■ Work task: From the first record to the last, write each one out again exactly.

■ Data shown:
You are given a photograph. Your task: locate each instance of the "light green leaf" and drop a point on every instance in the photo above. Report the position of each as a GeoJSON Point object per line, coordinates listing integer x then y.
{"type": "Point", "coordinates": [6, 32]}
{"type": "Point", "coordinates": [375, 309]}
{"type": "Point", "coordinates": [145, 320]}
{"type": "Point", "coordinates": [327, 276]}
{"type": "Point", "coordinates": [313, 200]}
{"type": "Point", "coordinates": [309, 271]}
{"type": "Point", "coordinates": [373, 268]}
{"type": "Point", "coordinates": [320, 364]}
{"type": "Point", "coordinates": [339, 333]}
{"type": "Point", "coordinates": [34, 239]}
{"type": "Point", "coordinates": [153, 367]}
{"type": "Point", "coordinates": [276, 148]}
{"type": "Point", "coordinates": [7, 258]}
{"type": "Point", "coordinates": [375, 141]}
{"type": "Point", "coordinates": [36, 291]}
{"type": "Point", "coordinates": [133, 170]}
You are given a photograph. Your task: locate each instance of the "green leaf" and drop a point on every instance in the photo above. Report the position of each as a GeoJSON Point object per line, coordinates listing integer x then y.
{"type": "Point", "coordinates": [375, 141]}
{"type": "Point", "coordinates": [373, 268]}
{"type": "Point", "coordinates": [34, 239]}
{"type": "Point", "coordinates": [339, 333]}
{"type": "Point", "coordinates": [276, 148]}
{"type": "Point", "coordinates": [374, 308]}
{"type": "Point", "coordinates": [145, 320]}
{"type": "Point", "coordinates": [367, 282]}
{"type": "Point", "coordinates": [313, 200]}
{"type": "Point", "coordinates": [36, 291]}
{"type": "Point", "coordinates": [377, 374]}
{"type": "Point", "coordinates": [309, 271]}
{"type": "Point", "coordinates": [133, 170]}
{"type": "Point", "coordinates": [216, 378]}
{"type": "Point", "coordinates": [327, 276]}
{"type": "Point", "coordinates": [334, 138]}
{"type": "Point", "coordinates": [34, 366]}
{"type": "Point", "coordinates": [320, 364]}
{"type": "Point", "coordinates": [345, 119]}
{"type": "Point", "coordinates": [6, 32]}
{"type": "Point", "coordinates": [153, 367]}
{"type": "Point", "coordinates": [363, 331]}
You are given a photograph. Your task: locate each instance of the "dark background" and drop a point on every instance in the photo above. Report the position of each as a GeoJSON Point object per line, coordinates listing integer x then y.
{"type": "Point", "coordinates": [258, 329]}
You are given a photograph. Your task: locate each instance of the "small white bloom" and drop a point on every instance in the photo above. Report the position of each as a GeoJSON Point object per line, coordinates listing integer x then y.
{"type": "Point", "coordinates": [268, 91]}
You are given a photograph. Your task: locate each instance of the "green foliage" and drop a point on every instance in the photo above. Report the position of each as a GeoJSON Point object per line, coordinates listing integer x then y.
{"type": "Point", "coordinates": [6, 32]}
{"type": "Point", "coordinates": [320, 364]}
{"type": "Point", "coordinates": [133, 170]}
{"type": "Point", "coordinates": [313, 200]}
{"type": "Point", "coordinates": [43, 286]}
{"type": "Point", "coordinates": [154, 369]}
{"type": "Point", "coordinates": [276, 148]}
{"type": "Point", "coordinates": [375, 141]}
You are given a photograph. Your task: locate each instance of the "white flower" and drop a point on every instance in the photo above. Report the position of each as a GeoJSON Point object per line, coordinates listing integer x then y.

■ Solution to the problem:
You are given a photograph. Your task: locate each instance of the "light green leaf" and drop a point on every instance in the photo above. Report the position of each as a GeoJSON Point object per line, coordinates listing integer x then y.
{"type": "Point", "coordinates": [6, 32]}
{"type": "Point", "coordinates": [375, 309]}
{"type": "Point", "coordinates": [145, 320]}
{"type": "Point", "coordinates": [327, 276]}
{"type": "Point", "coordinates": [313, 200]}
{"type": "Point", "coordinates": [309, 271]}
{"type": "Point", "coordinates": [373, 268]}
{"type": "Point", "coordinates": [320, 364]}
{"type": "Point", "coordinates": [339, 333]}
{"type": "Point", "coordinates": [34, 239]}
{"type": "Point", "coordinates": [153, 367]}
{"type": "Point", "coordinates": [276, 148]}
{"type": "Point", "coordinates": [7, 258]}
{"type": "Point", "coordinates": [375, 141]}
{"type": "Point", "coordinates": [36, 291]}
{"type": "Point", "coordinates": [133, 170]}
You are given a photograph. Your task: locate each instance of the "green leaf" and drop a point on every instance in the photo above. Report the position of each as a GeoJSON Point object per line, coordinates listing integer x then y.
{"type": "Point", "coordinates": [375, 141]}
{"type": "Point", "coordinates": [373, 268]}
{"type": "Point", "coordinates": [34, 239]}
{"type": "Point", "coordinates": [339, 333]}
{"type": "Point", "coordinates": [276, 148]}
{"type": "Point", "coordinates": [374, 308]}
{"type": "Point", "coordinates": [145, 320]}
{"type": "Point", "coordinates": [367, 282]}
{"type": "Point", "coordinates": [313, 200]}
{"type": "Point", "coordinates": [36, 291]}
{"type": "Point", "coordinates": [377, 374]}
{"type": "Point", "coordinates": [309, 271]}
{"type": "Point", "coordinates": [133, 170]}
{"type": "Point", "coordinates": [216, 378]}
{"type": "Point", "coordinates": [327, 276]}
{"type": "Point", "coordinates": [334, 138]}
{"type": "Point", "coordinates": [34, 366]}
{"type": "Point", "coordinates": [320, 364]}
{"type": "Point", "coordinates": [345, 119]}
{"type": "Point", "coordinates": [6, 32]}
{"type": "Point", "coordinates": [153, 367]}
{"type": "Point", "coordinates": [363, 331]}
You are given a photograph. Your task: locate each instance of the "dark background" and drop a point on every instance in the photo above. Report the position of each as a GeoJSON Point object per line, coordinates listing integer x then y.
{"type": "Point", "coordinates": [258, 329]}
You are given a photograph. Your task: locate each instance of the "small white bloom" and drop a point on every instance in the photo above. Report the position of each as a GeoJSON Point object per line, coordinates listing integer x then y.
{"type": "Point", "coordinates": [268, 91]}
You are given a photograph. Your task: locate each instance of the "green foliage" and drop a point on every instance in the photo above. Report the position of each as a GeoJSON Point object per line, coordinates listing integer x then y.
{"type": "Point", "coordinates": [6, 32]}
{"type": "Point", "coordinates": [320, 364]}
{"type": "Point", "coordinates": [133, 170]}
{"type": "Point", "coordinates": [313, 200]}
{"type": "Point", "coordinates": [43, 286]}
{"type": "Point", "coordinates": [154, 369]}
{"type": "Point", "coordinates": [276, 148]}
{"type": "Point", "coordinates": [375, 141]}
You are given a photograph. Your task: locate each instance of the "white flower" and drop a point on every instance in the photo above. Report the position of each as a GeoJSON Point object per line, coordinates listing integer x then y.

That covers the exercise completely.